## DOCUMENT TEXT
By extending the loan instruments available to the smallholder farmers in the rice farming belts, and expanding the farming infrastructure on the farms, we can dominate the rice market across the continent and will not need to import rice from Asia.
Furthermore, most of our agricultural products are not processed and do not attract a premium price and high patronage in the international market. For instance, our fresh tomatoes in the Northern part of the country can be processed into tomato paste.
The service sector which contributed 46.39% to the economy in 2020 is another locus of opportunity to be explored to strengthen the country’s competitive standing on the continent. The sector which comprises all professional engagements channelled into other sectors will be expanded when the government pivots to massive infrastructural spending in the areas of transportations, electricity generation and distribution, deeper internet connectivity, and capability building hubs for the teeming youth population. The strategic InfraCo $2.4 billion funds announced by the Federal Government early in the year 2021 offers more hope in this regard.
Investment into the development of the ailing local manufacturing industry is also critical. This is part of what a wider pivot to infrastructure development investment brings. Without regular electricity supply and good road/ rail network, it is hard to compete favourably within the pan-African trading framework.
More, increased infrastructure spending will boost the distribution and logistics supply chains that link the country to border countries for smooth and effective movement of goods and delivery of value-added services. This push will reduce the worsening unemployment rate among the active segment of the population.
Another crucial aspect of the agreement is the removal of travel restrictions. The ability to travel, work and live within the African continent under the pan-African agreement will transform the African trading landscape. Intra-Africa trade is currently low. This is because countries on the continent hardly trade with themselves.

## EXERCISE AIM
Write out the trade text again, beginning at the words "The service sector" and stopping after "in this regard.", and switch "teeming youth population" to "growing youth population".

## SOURCE DATA
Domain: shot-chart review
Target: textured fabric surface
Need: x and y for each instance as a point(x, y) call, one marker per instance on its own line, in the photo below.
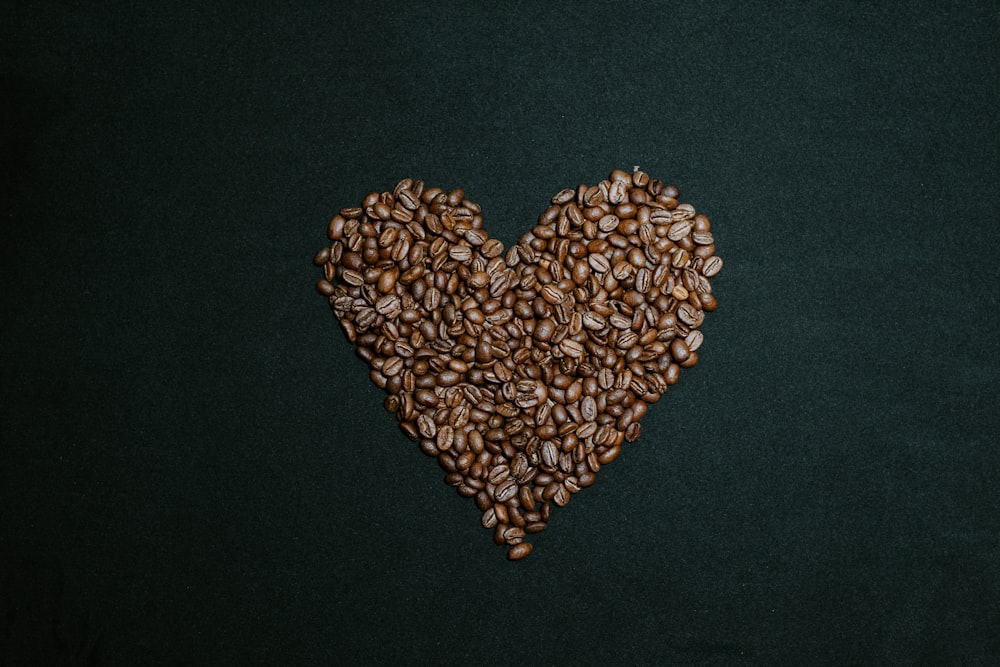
point(195, 469)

## ANSWER SPACE
The service sector which contributed 46.39% to the economy in 2020 is another locus of opportunity to be explored to strengthen the country’s competitive standing on the continent. The sector which comprises all professional engagements channelled into other sectors will be expanded when the government pivots to massive infrastructural spending in the areas of transportations, electricity generation and distribution, deeper internet connectivity, and capability building hubs for the growing youth population. The strategic InfraCo $2.4 billion funds announced by the Federal Government early in the year 2021 offers more hope in this regard.